▸ **Dataset excerpts**
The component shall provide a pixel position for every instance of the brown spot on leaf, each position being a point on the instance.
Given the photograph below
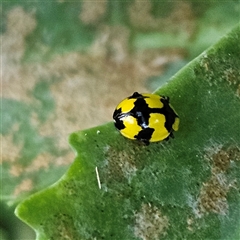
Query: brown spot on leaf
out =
(25, 186)
(10, 150)
(213, 194)
(150, 223)
(182, 15)
(93, 11)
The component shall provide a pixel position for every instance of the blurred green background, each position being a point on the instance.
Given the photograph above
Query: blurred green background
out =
(65, 65)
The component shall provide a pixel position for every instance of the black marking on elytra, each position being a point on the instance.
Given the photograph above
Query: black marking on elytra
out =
(145, 135)
(136, 95)
(169, 114)
(141, 111)
(118, 122)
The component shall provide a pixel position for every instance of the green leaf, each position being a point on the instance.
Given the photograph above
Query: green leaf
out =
(187, 188)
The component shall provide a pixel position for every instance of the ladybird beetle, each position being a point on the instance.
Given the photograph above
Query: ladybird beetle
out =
(146, 117)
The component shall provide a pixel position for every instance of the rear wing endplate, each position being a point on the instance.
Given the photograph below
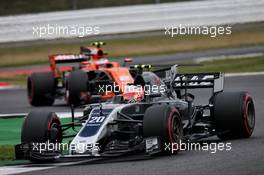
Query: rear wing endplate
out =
(69, 58)
(199, 80)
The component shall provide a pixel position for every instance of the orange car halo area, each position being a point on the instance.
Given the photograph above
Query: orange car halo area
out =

▸ **The problem**
Produce only the lines from the line containing "Query: blurred green background" through the line containing "of the ladybird", inclusive of both, exactly as they stand in the entries above.

▸ **Response**
Query: blurred green background
out =
(65, 65)
The component shall provide a pixel position for every instance of the black marking on elytra, each position being a point on the instance.
Given the photograph above
Query: black marking on elytra
out =
(145, 135)
(136, 95)
(169, 114)
(141, 111)
(118, 122)
The component shall provide a pixel position for every instance of the green leaf, each position being a point on the instance.
Given the photograph above
Query: green leaf
out =
(187, 188)
The component shall provide a pixel position for every instance of the ladybird beetle, each position being a point on the instance.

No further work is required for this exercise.